## [Data for the task]

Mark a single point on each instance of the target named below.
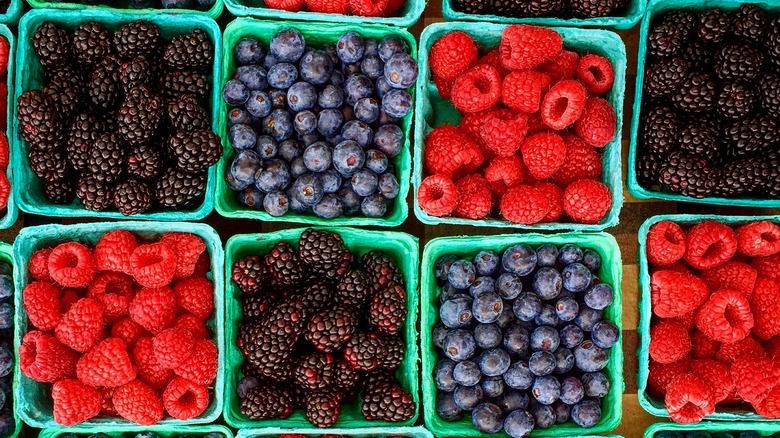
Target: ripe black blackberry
(193, 50)
(132, 197)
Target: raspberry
(563, 66)
(82, 327)
(716, 375)
(596, 73)
(71, 264)
(669, 342)
(437, 195)
(563, 104)
(106, 364)
(676, 293)
(172, 347)
(44, 359)
(153, 265)
(660, 375)
(452, 54)
(524, 205)
(476, 90)
(543, 154)
(555, 196)
(582, 162)
(149, 369)
(598, 123)
(74, 402)
(154, 309)
(710, 244)
(522, 90)
(138, 402)
(128, 331)
(758, 239)
(184, 399)
(112, 252)
(688, 399)
(665, 243)
(475, 200)
(527, 47)
(195, 295)
(201, 366)
(587, 201)
(39, 265)
(187, 248)
(41, 302)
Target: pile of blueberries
(524, 338)
(316, 129)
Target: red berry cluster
(119, 329)
(715, 336)
(534, 121)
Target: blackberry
(106, 158)
(328, 330)
(324, 253)
(688, 176)
(194, 151)
(193, 50)
(139, 116)
(132, 197)
(52, 45)
(139, 38)
(178, 190)
(91, 43)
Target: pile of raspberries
(120, 328)
(534, 122)
(715, 336)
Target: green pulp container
(611, 273)
(646, 400)
(316, 35)
(29, 74)
(33, 399)
(626, 20)
(433, 111)
(404, 248)
(654, 9)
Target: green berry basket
(28, 188)
(316, 34)
(404, 248)
(611, 273)
(646, 400)
(654, 9)
(33, 399)
(433, 111)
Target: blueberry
(235, 92)
(308, 189)
(494, 362)
(599, 297)
(586, 413)
(288, 45)
(282, 75)
(466, 373)
(249, 51)
(516, 340)
(527, 306)
(596, 384)
(519, 424)
(519, 259)
(487, 418)
(401, 71)
(487, 336)
(590, 358)
(446, 407)
(605, 334)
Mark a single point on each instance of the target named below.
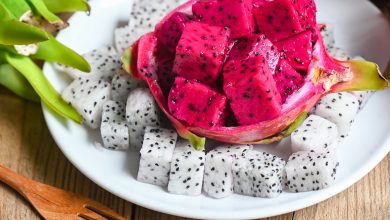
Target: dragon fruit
(218, 177)
(324, 75)
(87, 96)
(297, 50)
(234, 15)
(156, 156)
(249, 80)
(327, 34)
(339, 108)
(195, 103)
(258, 174)
(287, 79)
(362, 96)
(277, 19)
(141, 111)
(200, 52)
(122, 38)
(255, 45)
(114, 129)
(187, 166)
(307, 12)
(166, 77)
(169, 32)
(104, 63)
(122, 84)
(311, 170)
(339, 54)
(315, 133)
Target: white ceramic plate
(360, 29)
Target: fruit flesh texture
(277, 19)
(311, 91)
(195, 103)
(297, 50)
(256, 45)
(251, 90)
(200, 52)
(234, 15)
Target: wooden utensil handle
(14, 180)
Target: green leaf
(13, 32)
(18, 8)
(61, 6)
(4, 13)
(41, 9)
(386, 74)
(14, 81)
(54, 51)
(41, 85)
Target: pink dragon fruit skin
(231, 14)
(195, 103)
(287, 79)
(297, 50)
(256, 45)
(200, 52)
(307, 12)
(169, 32)
(325, 75)
(251, 90)
(277, 19)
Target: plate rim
(320, 196)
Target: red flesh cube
(200, 52)
(235, 15)
(256, 45)
(297, 50)
(251, 90)
(196, 103)
(287, 79)
(277, 19)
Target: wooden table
(27, 147)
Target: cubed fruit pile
(242, 71)
(234, 59)
(229, 67)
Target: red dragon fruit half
(232, 82)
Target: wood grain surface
(27, 147)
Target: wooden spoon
(54, 203)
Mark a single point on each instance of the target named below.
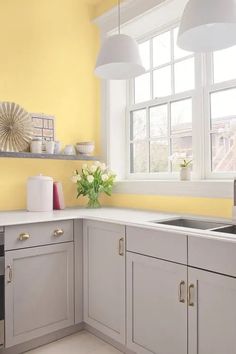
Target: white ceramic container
(69, 150)
(85, 148)
(50, 145)
(185, 174)
(40, 193)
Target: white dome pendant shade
(208, 25)
(119, 59)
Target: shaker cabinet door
(39, 293)
(212, 313)
(156, 306)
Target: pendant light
(208, 25)
(119, 57)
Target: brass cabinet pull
(121, 246)
(181, 297)
(190, 295)
(9, 268)
(58, 232)
(24, 236)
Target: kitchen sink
(194, 224)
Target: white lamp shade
(208, 25)
(119, 59)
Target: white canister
(50, 147)
(40, 193)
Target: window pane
(159, 156)
(184, 75)
(178, 52)
(158, 121)
(181, 147)
(161, 49)
(162, 82)
(224, 64)
(223, 104)
(223, 148)
(139, 157)
(181, 117)
(142, 88)
(144, 49)
(138, 125)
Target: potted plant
(92, 181)
(185, 164)
(185, 170)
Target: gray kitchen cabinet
(39, 291)
(156, 306)
(104, 278)
(212, 313)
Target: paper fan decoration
(16, 129)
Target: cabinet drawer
(30, 235)
(160, 244)
(215, 255)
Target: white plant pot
(185, 174)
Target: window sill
(194, 188)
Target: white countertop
(129, 217)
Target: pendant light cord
(118, 16)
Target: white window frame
(190, 94)
(114, 123)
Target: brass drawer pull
(9, 268)
(190, 295)
(121, 246)
(58, 232)
(181, 297)
(24, 236)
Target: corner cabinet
(104, 278)
(39, 288)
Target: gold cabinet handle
(24, 236)
(181, 297)
(9, 268)
(58, 232)
(190, 295)
(121, 246)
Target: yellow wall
(48, 51)
(103, 6)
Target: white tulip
(74, 179)
(105, 177)
(111, 173)
(97, 163)
(93, 168)
(90, 178)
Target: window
(161, 111)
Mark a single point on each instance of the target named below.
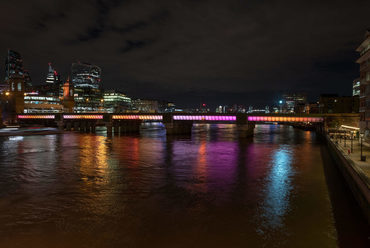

## [Task instructions]
If any entry holds a picture, drop the picture and copy everything else exactly.

## [Solution for this exercise]
Mark a single point on each instance of the target named below.
Target: ripe black blackberry
(193, 50)
(132, 197)
Target: raspberry
(563, 66)
(82, 327)
(716, 375)
(596, 73)
(71, 264)
(669, 342)
(437, 195)
(563, 104)
(106, 364)
(676, 293)
(172, 347)
(44, 359)
(153, 265)
(660, 375)
(452, 54)
(524, 205)
(476, 90)
(543, 154)
(555, 196)
(582, 162)
(149, 369)
(598, 123)
(74, 402)
(154, 309)
(710, 244)
(522, 90)
(138, 402)
(128, 331)
(758, 239)
(184, 399)
(112, 252)
(688, 399)
(665, 243)
(475, 200)
(527, 47)
(195, 295)
(201, 366)
(587, 201)
(39, 265)
(187, 248)
(41, 302)
Target: pile of blueberries
(524, 338)
(316, 129)
Target: red berry cluster
(119, 329)
(715, 336)
(534, 121)
Target: blackberry
(106, 158)
(328, 330)
(324, 253)
(688, 176)
(194, 151)
(193, 50)
(139, 116)
(132, 197)
(52, 45)
(139, 38)
(178, 190)
(91, 43)
Target: pile of raspberries
(120, 328)
(534, 122)
(715, 336)
Target: green pulp container
(611, 273)
(646, 400)
(316, 35)
(29, 74)
(33, 399)
(626, 20)
(433, 111)
(404, 248)
(654, 9)
Target: green berry basket
(28, 188)
(316, 34)
(404, 248)
(611, 273)
(646, 400)
(654, 9)
(33, 399)
(433, 111)
Target: blueberry
(235, 92)
(308, 189)
(494, 362)
(599, 297)
(586, 413)
(288, 45)
(282, 75)
(466, 373)
(249, 51)
(516, 340)
(527, 306)
(596, 384)
(519, 424)
(519, 259)
(487, 418)
(401, 71)
(487, 336)
(590, 358)
(446, 407)
(605, 334)
Mark a single point on each instance of the target named below.
Target: dragon fruit
(218, 177)
(324, 75)
(87, 96)
(297, 50)
(234, 15)
(156, 156)
(249, 80)
(327, 34)
(339, 108)
(195, 103)
(258, 174)
(287, 79)
(362, 96)
(277, 19)
(141, 111)
(200, 52)
(122, 38)
(255, 45)
(114, 129)
(187, 166)
(307, 12)
(166, 77)
(169, 32)
(104, 63)
(122, 84)
(311, 170)
(339, 54)
(315, 133)
Target: white ceramic plate
(360, 29)
Target: fruit flesh texture
(277, 19)
(311, 91)
(195, 103)
(297, 50)
(256, 45)
(251, 90)
(200, 52)
(234, 15)
Target: wooden utensil handle
(14, 180)
Target: green leaf
(13, 32)
(18, 8)
(61, 6)
(4, 13)
(41, 9)
(386, 74)
(14, 81)
(54, 51)
(41, 85)
Target: pink dragon fruit skin
(231, 14)
(195, 103)
(287, 79)
(297, 50)
(256, 45)
(200, 52)
(307, 12)
(169, 32)
(325, 75)
(251, 90)
(277, 19)
Target: plate rim
(320, 196)
Target: red flesh cube
(200, 52)
(235, 15)
(256, 45)
(297, 50)
(251, 90)
(196, 103)
(287, 79)
(277, 19)
Target: wooden table
(27, 147)
Target: cubed fruit pile
(242, 71)
(234, 59)
(229, 67)
Target: red dragon fruit half
(232, 82)
Target: wood grain surface
(27, 147)
Target: wooden spoon
(54, 203)
Mark a single point on each instance of the target named below.
Target: white ceramic container
(69, 150)
(85, 148)
(50, 145)
(185, 174)
(40, 193)
Target: white dome pendant shade
(208, 25)
(119, 59)
Target: shaker cabinet door
(39, 293)
(212, 313)
(156, 306)
Target: pendant light
(208, 25)
(119, 57)
Target: brass cabinet pull
(121, 246)
(181, 297)
(190, 295)
(9, 268)
(58, 232)
(24, 236)
Target: kitchen sink
(194, 224)
Target: white lamp shade
(208, 25)
(119, 59)
Target: white canister
(50, 147)
(40, 193)
Target: window pane
(159, 156)
(184, 75)
(178, 52)
(158, 121)
(181, 147)
(161, 49)
(162, 82)
(224, 64)
(223, 104)
(223, 148)
(139, 157)
(181, 117)
(142, 88)
(144, 49)
(138, 125)
Target: potted plant
(92, 181)
(185, 164)
(185, 170)
Target: gray kitchen cabinet
(39, 291)
(156, 306)
(104, 278)
(212, 313)
Target: paper fan decoration
(16, 129)
Target: cabinet drawer
(30, 235)
(160, 244)
(215, 255)
Target: white plant pot
(185, 174)
Target: window sill
(194, 188)
Target: white countertop
(129, 217)
Target: pendant light cord
(118, 16)
Target: white window frame
(190, 94)
(114, 123)
Target: brass drawer pull
(9, 268)
(190, 295)
(121, 246)
(58, 232)
(181, 297)
(24, 236)
Target: corner cabinet
(104, 278)
(39, 288)
Target: gold cabinet handle
(24, 236)
(181, 297)
(9, 268)
(58, 232)
(190, 295)
(121, 246)
Target: yellow wall
(48, 51)
(103, 6)
Target: white tulip
(74, 179)
(105, 177)
(111, 173)
(97, 163)
(93, 168)
(90, 178)
Target: window
(161, 111)
Mark a single point on each instance of the target named below.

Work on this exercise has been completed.